## Ziel der Aufgabe
Beantworten Sie anhand des Textes über Janis Joplin diese Fragen:
(a) An welchem Tag starb Janis Joplin?
(b) In welchem Jahr erschien I GOT DEM OL‘ KOZMIC BLUES AGAIN, MAMA?
(c) Wie hieß ihre erste Band?

## Vorliegender Text
+ + + + + + +
Als dieses zweite Santana-Album Wellen schlug, hatten die progressiven Rock-Jünger gerade wieder Abschied von einem ihrer Idole nehmen müssen: Am 4. Oktober 1970 starb die inzwischen zur Legende aufgestiegene Sängerin Janis Joplin. Vermutlich an einer Überdosis Heroin. Über sie zu reden, bedeutet heute, eine Reihe von Allgemeinplätzen aneinanderzureihen. Aber als sie mit 27 Jahren starb, hatte sie get it while you can die live fast, love hard, die young-Philosophie so exzessiv hinter sich gebracht wie sie mit ihrer Stimme umgegangen war.
I GOT DEM OL‘ KOZMIC BLUES AGAIN, MAMA erschien 1969. Mit ihrer ersten Band, Big Brother And The Holding Company, war es nach zwei LPs (BIG BROTHER AND CHEAP THRILLS) zum Bruch gekommen. Janis, durch Unmengen Whiskey und dem Überbewußtsein, der eigentliche Star der Band zu sein, schon nahezu außer Kontrolle geraten, war längst unberechenbar geworden. Also spielte sie diese LP hier mit einer Besetzung ein, die im weitesten Sinne unter Tilt Boogie firmierte.
+ + + + + + +
## Datenauszug
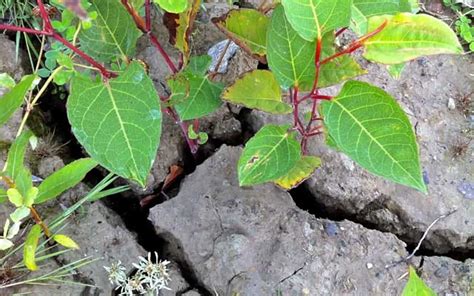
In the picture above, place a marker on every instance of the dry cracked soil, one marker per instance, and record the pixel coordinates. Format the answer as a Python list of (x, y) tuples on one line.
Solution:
+ + + + + + +
## Vollständige Antwort
(a) Am 4. Oktober 1970.
(b) 1969.
(c) Big Brother And The Holding Company.